*What you need to do:* Please set out the records below as a Markdown table with two columns, Row and Entry, giving each line its own numbered row and leaving out blank lines.

*Extracted data:*
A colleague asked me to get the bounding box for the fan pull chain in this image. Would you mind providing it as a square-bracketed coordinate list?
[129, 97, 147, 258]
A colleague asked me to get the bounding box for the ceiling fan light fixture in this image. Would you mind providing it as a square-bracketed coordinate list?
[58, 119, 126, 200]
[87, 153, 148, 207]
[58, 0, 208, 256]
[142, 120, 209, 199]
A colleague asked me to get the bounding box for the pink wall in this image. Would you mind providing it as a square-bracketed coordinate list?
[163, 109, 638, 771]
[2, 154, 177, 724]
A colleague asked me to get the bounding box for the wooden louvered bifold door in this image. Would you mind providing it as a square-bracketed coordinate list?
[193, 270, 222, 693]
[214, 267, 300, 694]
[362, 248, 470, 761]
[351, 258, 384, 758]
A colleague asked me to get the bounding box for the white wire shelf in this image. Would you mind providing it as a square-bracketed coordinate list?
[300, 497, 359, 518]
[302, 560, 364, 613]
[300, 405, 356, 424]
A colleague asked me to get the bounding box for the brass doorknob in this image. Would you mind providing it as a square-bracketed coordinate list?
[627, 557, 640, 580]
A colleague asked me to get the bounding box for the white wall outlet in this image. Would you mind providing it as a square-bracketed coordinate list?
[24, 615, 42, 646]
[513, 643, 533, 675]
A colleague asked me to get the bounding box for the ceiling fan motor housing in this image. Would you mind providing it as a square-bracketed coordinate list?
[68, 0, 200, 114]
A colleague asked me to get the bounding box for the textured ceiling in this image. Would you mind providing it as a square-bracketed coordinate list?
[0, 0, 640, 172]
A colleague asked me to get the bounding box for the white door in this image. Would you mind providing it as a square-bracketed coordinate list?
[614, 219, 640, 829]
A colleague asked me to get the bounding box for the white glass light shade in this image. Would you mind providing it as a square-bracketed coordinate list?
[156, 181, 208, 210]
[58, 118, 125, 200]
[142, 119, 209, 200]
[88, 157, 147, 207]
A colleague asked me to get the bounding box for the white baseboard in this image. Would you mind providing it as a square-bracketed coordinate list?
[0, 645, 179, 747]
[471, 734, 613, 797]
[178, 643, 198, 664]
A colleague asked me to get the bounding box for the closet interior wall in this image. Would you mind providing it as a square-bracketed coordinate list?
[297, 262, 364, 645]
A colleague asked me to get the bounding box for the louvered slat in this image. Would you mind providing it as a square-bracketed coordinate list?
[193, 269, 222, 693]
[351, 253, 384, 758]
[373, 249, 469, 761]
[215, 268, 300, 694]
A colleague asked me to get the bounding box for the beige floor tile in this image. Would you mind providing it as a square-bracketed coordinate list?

*Full response:*
| Row | Entry |
|---|---|
| 1 | A colleague asked me to get the bounding box for the fan pull chain in this image. Would you mind providing it as a square-bracketed coordinate list? |
| 2 | [129, 97, 147, 258] |
| 3 | A colleague asked me to get the bounding box for the ceiling fan light fixture in this image. Would you mind providing it as a square-bracketed coordinate list? |
| 4 | [58, 119, 126, 200] |
| 5 | [87, 153, 148, 207] |
| 6 | [58, 0, 208, 256] |
| 7 | [142, 120, 209, 199] |
| 8 | A colleague asked me to get the bounding box for the pink wall in this image. Would you mind providing it as a square-bracketed coordinate list? |
| 9 | [163, 109, 638, 771] |
| 10 | [2, 154, 177, 724] |
| 11 | A colleague asked me to get the bounding box for the wooden louvered bifold door in this image. Would you mind providing it as a square-bracketed coordinate list? |
| 12 | [193, 270, 222, 693] |
| 13 | [214, 267, 300, 694] |
| 14 | [362, 248, 470, 761] |
| 15 | [351, 258, 384, 758] |
| 16 | A colleague asked me to get the bounding box for the white wire shelf in this image. Would you mind providing it as a square-bracketed coordinate list? |
| 17 | [300, 497, 359, 518] |
| 18 | [302, 560, 364, 613] |
| 19 | [300, 405, 356, 424] |
| 20 | A colleague asked me to get the bounding box for the brass doorknob in this image. Would you mind providing it as a square-bracketed coordinate list? |
| 21 | [627, 557, 640, 580] |
| 22 | A colleague asked me to get the bounding box for the white wall outlet in this image. Would you mind providing it as a square-bracketed coordinate list? |
| 23 | [24, 615, 42, 646] |
| 24 | [513, 643, 533, 675] |
| 25 | A colleague asked me to get the bounding box for the ceiling fan motor housing in this image. Would you mind providing it as a square-bracketed coordinate list? |
| 26 | [68, 0, 200, 114] |
| 27 | A colleague asked me to get the bounding box for the textured ceiling in this image. Would you mind providing it as a square-bracketed coordinate list? |
| 28 | [0, 0, 640, 172] |
| 29 | A colleague asked me to get the bounding box for the white door in this image. Would you mind providing it as a square-bracketed coordinate list? |
| 30 | [614, 219, 640, 829] |
| 31 | A colleague asked me to get the bounding box for the white glass light shade in this image. Would you mind providing it as a square-bracketed coordinate list? |
| 32 | [156, 181, 208, 210] |
| 33 | [58, 118, 125, 200] |
| 34 | [142, 119, 209, 200] |
| 35 | [88, 157, 147, 207] |
| 36 | A colleague asked me to get the bounding box for the white baseboard in this image. Would you mind providing it as a square-bracketed coordinate list? |
| 37 | [0, 645, 179, 747] |
| 38 | [471, 734, 613, 797] |
| 39 | [178, 643, 198, 664] |
| 40 | A colleague asked me to get the bounding box for the closet interior wall in this image. Would you mind providing it as a square-bracketed coordinate list? |
| 41 | [297, 262, 364, 645] |
| 42 | A colleague asked me to get the bounding box for the louvered slat in this image. Would you mind providing it as a square-bracketed coordinate list? |
| 43 | [193, 269, 222, 693] |
| 44 | [351, 253, 384, 758] |
| 45 | [373, 249, 469, 761] |
| 46 | [215, 268, 300, 694] |
| 47 | A colleague asked me to get the bounding box for the beige floor tile in this image. Would you mind providing it as a square-bracketed coordinate list? |